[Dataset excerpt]
/---

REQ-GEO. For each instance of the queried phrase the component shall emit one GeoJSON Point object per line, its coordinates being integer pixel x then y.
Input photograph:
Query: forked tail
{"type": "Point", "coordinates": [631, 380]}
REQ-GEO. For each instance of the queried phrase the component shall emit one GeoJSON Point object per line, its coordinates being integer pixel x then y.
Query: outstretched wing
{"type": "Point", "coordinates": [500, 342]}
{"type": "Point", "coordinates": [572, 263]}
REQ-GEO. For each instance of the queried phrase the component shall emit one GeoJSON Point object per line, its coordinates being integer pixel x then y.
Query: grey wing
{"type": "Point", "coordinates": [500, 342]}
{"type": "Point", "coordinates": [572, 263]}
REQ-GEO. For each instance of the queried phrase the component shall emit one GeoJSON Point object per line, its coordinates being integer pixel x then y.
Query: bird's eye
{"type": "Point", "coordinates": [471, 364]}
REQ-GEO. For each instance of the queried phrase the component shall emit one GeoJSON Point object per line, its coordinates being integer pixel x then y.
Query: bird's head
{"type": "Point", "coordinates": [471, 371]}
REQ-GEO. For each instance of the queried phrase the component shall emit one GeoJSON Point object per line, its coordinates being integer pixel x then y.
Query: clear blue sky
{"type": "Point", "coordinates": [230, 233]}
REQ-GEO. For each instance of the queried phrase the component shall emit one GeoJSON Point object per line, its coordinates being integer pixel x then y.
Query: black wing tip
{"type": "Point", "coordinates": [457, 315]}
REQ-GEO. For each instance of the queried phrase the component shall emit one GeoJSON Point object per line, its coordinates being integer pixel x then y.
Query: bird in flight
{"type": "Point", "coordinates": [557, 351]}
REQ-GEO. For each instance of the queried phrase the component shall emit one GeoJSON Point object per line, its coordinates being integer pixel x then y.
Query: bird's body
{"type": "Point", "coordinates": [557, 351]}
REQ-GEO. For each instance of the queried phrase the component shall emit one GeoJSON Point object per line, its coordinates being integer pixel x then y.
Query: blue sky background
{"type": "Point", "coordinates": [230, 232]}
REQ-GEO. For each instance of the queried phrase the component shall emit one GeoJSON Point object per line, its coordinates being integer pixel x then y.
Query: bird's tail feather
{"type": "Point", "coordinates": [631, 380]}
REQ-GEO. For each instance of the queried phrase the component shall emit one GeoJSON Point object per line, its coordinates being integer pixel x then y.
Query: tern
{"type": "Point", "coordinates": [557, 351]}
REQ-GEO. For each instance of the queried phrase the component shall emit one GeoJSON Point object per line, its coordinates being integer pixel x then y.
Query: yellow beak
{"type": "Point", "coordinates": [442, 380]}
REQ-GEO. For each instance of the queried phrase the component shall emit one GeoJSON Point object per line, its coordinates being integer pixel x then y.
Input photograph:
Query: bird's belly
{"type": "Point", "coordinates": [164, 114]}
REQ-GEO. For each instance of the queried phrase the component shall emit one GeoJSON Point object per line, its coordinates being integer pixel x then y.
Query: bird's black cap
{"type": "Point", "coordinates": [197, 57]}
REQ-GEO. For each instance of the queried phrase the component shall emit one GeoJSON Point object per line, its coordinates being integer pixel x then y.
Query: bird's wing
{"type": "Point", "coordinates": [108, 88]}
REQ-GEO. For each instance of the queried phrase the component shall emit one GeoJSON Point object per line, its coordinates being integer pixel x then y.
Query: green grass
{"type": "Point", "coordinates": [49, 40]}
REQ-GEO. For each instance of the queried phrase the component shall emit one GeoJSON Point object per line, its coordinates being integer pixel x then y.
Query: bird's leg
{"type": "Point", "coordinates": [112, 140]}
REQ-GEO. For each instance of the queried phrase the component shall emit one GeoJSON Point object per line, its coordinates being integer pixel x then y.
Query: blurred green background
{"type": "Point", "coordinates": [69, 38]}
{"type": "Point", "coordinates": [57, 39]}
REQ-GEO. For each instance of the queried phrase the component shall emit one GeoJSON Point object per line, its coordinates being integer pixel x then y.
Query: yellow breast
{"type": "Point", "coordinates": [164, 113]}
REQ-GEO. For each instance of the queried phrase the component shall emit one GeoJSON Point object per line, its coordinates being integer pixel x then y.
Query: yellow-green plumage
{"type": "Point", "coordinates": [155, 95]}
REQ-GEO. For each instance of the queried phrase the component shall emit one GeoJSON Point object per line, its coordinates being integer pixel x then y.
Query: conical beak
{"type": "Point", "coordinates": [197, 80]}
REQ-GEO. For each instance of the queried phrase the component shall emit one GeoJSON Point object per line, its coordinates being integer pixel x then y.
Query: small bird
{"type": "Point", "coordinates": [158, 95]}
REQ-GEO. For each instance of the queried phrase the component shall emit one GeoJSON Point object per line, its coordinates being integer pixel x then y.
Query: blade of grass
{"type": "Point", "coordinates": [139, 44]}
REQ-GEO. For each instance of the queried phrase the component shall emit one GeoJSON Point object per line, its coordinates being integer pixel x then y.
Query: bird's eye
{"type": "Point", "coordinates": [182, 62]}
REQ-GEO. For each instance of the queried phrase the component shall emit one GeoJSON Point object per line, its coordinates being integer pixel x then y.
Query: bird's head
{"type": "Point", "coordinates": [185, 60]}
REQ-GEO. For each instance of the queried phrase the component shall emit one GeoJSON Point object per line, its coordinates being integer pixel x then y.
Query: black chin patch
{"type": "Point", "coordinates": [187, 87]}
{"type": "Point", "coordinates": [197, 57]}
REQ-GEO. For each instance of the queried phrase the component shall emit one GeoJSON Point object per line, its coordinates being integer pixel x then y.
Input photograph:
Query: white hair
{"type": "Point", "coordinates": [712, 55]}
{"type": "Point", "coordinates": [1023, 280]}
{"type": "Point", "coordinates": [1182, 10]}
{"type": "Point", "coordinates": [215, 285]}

\---

- AIM OF THE TASK -
Extract every line above exactly as it stands.

- RESULT OF THE EXERCISE -
REQ-GEO. For each instance of the queried phrase the component shall emit one GeoJSON Point object per line, its coordinates being integer pixel x then y.
Input photograph:
Query: forked tail
{"type": "Point", "coordinates": [631, 380]}
REQ-GEO. For each instance of the queried phrase the component shall emit one GeoJSON Point object per line, its coordinates being integer pixel x then y.
Query: outstretched wing
{"type": "Point", "coordinates": [500, 342]}
{"type": "Point", "coordinates": [572, 263]}
REQ-GEO. For each instance of the queried phrase the component shall emit one GeoJSON Point object per line, its coordinates being integer pixel x then y.
Query: grey wing
{"type": "Point", "coordinates": [500, 342]}
{"type": "Point", "coordinates": [572, 263]}
REQ-GEO. For each instance of the queried phrase the component shall emit one GeoJSON Point object per line, its coordinates being integer pixel x then y.
Query: bird's eye
{"type": "Point", "coordinates": [471, 364]}
REQ-GEO. For each instance of the queried phrase the component shall emit one GeoJSON Point object per line, its coordinates being integer pixel x then y.
Query: bird's head
{"type": "Point", "coordinates": [471, 371]}
REQ-GEO. For each instance of the queried phrase the component shall emit one GeoJSON Point object per line, its coordinates being integer pixel x then y.
Query: clear blue sky
{"type": "Point", "coordinates": [230, 233]}
REQ-GEO. For each instance of the queried phrase the component shall emit one GeoJSON Point object per line, its coordinates being integer pixel x then y.
Query: black wing tip
{"type": "Point", "coordinates": [457, 315]}
REQ-GEO. For each instance of the queried phrase the component shall emit one GeoJSON Point object per line, its coordinates being integer pixel x then y.
Query: bird in flight
{"type": "Point", "coordinates": [557, 351]}
REQ-GEO. For each instance of the queried phrase the component shall emit one GeoJSON Point object per line, its coordinates being integer pixel x then y.
Query: bird's body
{"type": "Point", "coordinates": [557, 351]}
REQ-GEO. For each instance of the queried phrase the component shall emit one GeoJSON Point object per line, its coordinates being integer pixel x then y.
Query: blue sky background
{"type": "Point", "coordinates": [230, 232]}
REQ-GEO. For each instance of the queried phrase the component shall emit one GeoJSON Point object per line, its coordinates being integer pixel x then y.
Query: bird's tail feather
{"type": "Point", "coordinates": [631, 380]}
REQ-GEO. For each instance of the queried phrase the component shall emit one GeoJSON Point object per line, its coordinates being integer pixel x then y.
Query: tern
{"type": "Point", "coordinates": [557, 351]}
REQ-GEO. For each instance of the queried phrase the component shall emit one GeoJSON Point object per line, its coordinates being integer pixel x then y.
Query: yellow beak
{"type": "Point", "coordinates": [442, 380]}
REQ-GEO. For each instance of the queried phrase the component shall emit one GeoJSON Point object per line, its coordinates being integer pixel x then y.
Input photograph:
Query: bird's belly
{"type": "Point", "coordinates": [164, 114]}
REQ-GEO. For each instance of the queried phrase the component shall emit one GeoJSON Point object per line, its coordinates being integer pixel x then y.
Query: bird's black cap
{"type": "Point", "coordinates": [197, 57]}
REQ-GEO. For each instance of the queried phrase the component shall emit one GeoJSON Point object per line, its coordinates being integer pixel x then y.
Query: bird's wing
{"type": "Point", "coordinates": [108, 88]}
REQ-GEO. For each instance of the queried phrase the component shall emit one GeoJSON Point object per line, its coordinates being integer pixel x then y.
Query: green grass
{"type": "Point", "coordinates": [49, 40]}
REQ-GEO. For each instance of the queried phrase the component shall emit one GeoJSON Point object per line, its coordinates being integer pixel x then y.
Query: bird's leg
{"type": "Point", "coordinates": [112, 140]}
REQ-GEO. For each instance of the queried phrase the component shall emit one GeoJSON Point object per line, its coordinates being integer pixel x then y.
Query: blurred green background
{"type": "Point", "coordinates": [69, 38]}
{"type": "Point", "coordinates": [57, 39]}
REQ-GEO. For each instance of the queried phrase the component shall emit one GeoJSON Point object per line, its coordinates being integer pixel x then y.
Query: yellow breast
{"type": "Point", "coordinates": [164, 113]}
REQ-GEO. For each instance of the queried phrase the component shall emit one GeoJSON Point object per line, its coordinates being integer pixel x then y.
Query: yellow-green plumage
{"type": "Point", "coordinates": [155, 95]}
REQ-GEO. For each instance of the queried phrase the component shall emit one GeoJSON Point object per line, its coordinates being integer pixel x then y.
Query: conical beak
{"type": "Point", "coordinates": [197, 80]}
REQ-GEO. For each instance of the queried phrase the component shall emit one GeoJSON Point object per line, its coordinates being integer pixel x then y.
Query: small bird
{"type": "Point", "coordinates": [158, 95]}
REQ-GEO. For each instance of the queried phrase the component shall emit one GeoJSON Point object per line, its coordinates being integer pixel x then y.
Query: blade of grass
{"type": "Point", "coordinates": [139, 44]}
REQ-GEO. For each instance of the queried phrase the component shall emit one GeoJSON Point object per line, its coordinates being integer pixel x then y.
Query: bird's eye
{"type": "Point", "coordinates": [182, 62]}
REQ-GEO. For each instance of the queried phrase the component shall emit one GeoJSON Point object per line, its coordinates being integer pixel x then y.
Query: bird's head
{"type": "Point", "coordinates": [185, 60]}
REQ-GEO. For each instance of the queried phrase the component shall emit one GeoJSON Point object per line, its coordinates being integer pixel x then y.
Query: black chin patch
{"type": "Point", "coordinates": [187, 87]}
{"type": "Point", "coordinates": [197, 57]}
REQ-GEO. For each instance of the queried phrase the component shall emit one GeoJSON Point object per line, its coordinates being integer pixel x then y.
Input photograph:
Query: white hair
{"type": "Point", "coordinates": [712, 55]}
{"type": "Point", "coordinates": [1023, 280]}
{"type": "Point", "coordinates": [1182, 10]}
{"type": "Point", "coordinates": [215, 285]}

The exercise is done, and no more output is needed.